Document excerpt:
Sugary soft drinks linked to aggressive behavior in children
If obesity, tooth decay, diabetes and other health problems aren't enough to convince parents that sugary soda is bad for children, maybe they'll pay attention to a new study that links soda to aggression, attention problems and withdrawal behavior in young children.
It's established that too much sugar isn't good for kids, but now there's proof it's bad for the people around them, too.
Consumption of too many sugary soft drinks has already been connected to aggression, depression and suicidal thoughts in adolescents, but this latest study, published in the Journal of Pediatrics, found evidence of similar problems in younger kids.
Shakira Suglia, ScD, and colleagues from Columbia University's Mailman School of Public Health, University of Vermont, and Harvard School of Public Health, studied about 3,000 5-year-old children enrolled in the Fragile Families and Child Wellbeing Study. That study has mothers report their child's soft drink consumption and complete a checklist based on their child's behavior during the previous two months.
Researchers found that 43 percent of the children consumed at least one serving of soft drinks per day, and 4 percent consumed four or more a day.

Complete the following:
(A) Reproduce the part of the article about sugary soft drinks starting at "Consumption of too" and ending at "more a day.".
(B) According to the article about sugary soft drinks, what percentage of the children consumed four or more servings of soft drinks a day?
The entries that come next are separate material and have no connection to the article about sugary soft drinks.

Recorded information:

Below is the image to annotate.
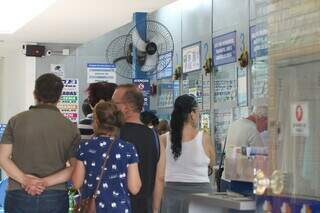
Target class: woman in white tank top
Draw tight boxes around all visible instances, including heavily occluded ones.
[153,95,215,213]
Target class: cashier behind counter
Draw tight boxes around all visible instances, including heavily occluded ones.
[221,105,268,195]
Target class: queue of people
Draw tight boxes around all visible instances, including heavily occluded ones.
[0,74,215,213]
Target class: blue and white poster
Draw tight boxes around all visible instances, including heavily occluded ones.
[133,79,150,111]
[173,80,180,102]
[237,68,248,106]
[57,79,79,124]
[0,124,7,140]
[182,42,201,73]
[87,63,116,84]
[250,25,268,59]
[157,52,172,79]
[212,31,237,66]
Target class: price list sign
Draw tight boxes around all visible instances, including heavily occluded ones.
[58,79,79,123]
[214,109,233,153]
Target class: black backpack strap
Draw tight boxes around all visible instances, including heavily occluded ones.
[152,128,160,160]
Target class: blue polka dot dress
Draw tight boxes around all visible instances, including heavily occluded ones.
[76,136,138,213]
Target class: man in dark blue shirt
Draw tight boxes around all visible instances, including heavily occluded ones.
[112,84,159,213]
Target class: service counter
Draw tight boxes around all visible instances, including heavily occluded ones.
[189,192,256,213]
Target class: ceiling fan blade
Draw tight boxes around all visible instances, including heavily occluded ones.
[141,53,159,72]
[132,29,147,52]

Your written answers:
(A)
Consumption of too many sugary soft drinks has already been connected to aggression, depression and suicidal thoughts in adolescents, but this latest study, published in the Journal of Pediatrics, found evidence of similar problems in younger kids.
Shakira Suglia, ScD, and colleagues from Columbia University's Mailman School of Public Health, University of Vermont, and Harvard School of Public Health, studied about 3,000 5-year-old children enrolled in the Fragile Families and Child Wellbeing Study. That study has mothers report their child's soft drink consumption and complete a checklist based on their child's behavior during the previous two months.
Researchers found that 43 percent of the children consumed at least one serving of soft drinks per day, and 4 percent consumed four or more a day.

(B) 4 percent